## [THE TASK]
Return every line from the records below with the string "water".

## [PROVIDED ENTRIES]
====
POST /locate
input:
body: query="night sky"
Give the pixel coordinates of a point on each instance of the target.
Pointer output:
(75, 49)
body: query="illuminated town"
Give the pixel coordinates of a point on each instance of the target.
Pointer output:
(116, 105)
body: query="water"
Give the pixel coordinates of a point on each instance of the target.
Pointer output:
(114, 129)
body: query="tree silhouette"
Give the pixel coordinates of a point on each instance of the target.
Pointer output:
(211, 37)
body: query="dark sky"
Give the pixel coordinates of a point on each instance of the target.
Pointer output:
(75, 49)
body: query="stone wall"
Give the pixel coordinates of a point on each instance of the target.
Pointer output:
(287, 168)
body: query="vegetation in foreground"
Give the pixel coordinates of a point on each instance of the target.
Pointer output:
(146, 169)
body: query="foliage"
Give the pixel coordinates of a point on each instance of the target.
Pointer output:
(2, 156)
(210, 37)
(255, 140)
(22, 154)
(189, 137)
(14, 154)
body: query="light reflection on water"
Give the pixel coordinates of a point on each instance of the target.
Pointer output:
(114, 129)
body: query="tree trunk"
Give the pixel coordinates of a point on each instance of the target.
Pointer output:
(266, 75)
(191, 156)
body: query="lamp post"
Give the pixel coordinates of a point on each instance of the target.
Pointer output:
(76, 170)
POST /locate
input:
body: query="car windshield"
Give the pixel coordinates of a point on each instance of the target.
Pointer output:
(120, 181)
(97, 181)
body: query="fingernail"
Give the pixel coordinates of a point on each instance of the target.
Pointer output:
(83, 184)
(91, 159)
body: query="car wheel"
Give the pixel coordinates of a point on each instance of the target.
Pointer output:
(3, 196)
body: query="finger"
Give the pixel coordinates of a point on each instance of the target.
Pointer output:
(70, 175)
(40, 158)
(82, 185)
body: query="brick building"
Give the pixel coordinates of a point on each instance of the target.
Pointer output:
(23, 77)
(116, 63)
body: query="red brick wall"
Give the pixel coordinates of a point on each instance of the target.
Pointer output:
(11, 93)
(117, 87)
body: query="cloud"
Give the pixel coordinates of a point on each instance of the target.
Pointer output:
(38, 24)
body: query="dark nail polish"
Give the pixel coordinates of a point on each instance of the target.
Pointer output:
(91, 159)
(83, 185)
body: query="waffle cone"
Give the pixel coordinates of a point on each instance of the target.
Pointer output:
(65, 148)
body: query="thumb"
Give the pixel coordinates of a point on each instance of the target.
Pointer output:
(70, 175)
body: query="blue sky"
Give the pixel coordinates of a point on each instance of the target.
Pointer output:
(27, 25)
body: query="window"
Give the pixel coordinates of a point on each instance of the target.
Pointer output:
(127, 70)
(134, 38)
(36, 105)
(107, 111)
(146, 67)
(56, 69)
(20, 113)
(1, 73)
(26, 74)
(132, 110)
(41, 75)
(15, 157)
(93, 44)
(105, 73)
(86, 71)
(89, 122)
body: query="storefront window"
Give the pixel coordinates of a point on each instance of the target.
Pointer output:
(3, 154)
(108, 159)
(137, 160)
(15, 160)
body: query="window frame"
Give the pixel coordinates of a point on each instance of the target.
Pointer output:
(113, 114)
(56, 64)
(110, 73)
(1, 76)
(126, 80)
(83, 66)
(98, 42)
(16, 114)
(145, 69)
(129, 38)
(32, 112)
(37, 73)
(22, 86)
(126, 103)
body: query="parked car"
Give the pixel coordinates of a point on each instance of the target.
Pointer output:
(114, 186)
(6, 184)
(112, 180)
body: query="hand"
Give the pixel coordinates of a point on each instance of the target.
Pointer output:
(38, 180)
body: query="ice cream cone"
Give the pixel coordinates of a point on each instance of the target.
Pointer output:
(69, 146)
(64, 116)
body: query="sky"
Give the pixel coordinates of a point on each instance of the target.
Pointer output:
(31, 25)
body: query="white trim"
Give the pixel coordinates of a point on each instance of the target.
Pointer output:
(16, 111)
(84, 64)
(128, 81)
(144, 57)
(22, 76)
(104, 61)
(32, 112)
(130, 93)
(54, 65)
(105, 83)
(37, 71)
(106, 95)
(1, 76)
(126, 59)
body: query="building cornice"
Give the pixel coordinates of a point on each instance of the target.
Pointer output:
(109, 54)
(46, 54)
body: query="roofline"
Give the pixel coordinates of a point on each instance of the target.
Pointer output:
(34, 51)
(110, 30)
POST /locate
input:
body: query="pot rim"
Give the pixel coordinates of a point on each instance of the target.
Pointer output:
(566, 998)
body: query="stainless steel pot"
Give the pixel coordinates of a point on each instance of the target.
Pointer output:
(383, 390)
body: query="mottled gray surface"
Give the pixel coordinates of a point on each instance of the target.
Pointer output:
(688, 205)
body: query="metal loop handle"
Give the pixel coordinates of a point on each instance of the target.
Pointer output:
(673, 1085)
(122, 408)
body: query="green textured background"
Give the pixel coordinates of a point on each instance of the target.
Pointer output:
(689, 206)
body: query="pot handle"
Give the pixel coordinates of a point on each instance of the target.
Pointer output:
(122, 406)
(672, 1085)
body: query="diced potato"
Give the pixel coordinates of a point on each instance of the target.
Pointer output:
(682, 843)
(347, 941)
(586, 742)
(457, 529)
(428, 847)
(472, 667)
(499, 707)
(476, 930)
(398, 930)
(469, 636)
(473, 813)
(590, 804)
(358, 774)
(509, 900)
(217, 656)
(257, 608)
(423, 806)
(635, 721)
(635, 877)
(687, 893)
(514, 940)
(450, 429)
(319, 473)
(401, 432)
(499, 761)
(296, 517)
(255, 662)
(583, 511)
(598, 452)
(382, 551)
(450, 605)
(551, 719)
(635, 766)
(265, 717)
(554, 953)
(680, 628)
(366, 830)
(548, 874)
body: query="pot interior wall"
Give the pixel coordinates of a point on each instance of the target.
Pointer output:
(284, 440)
====
## [THE ANSWER]
body: query="water"
body: query="light reflection on water"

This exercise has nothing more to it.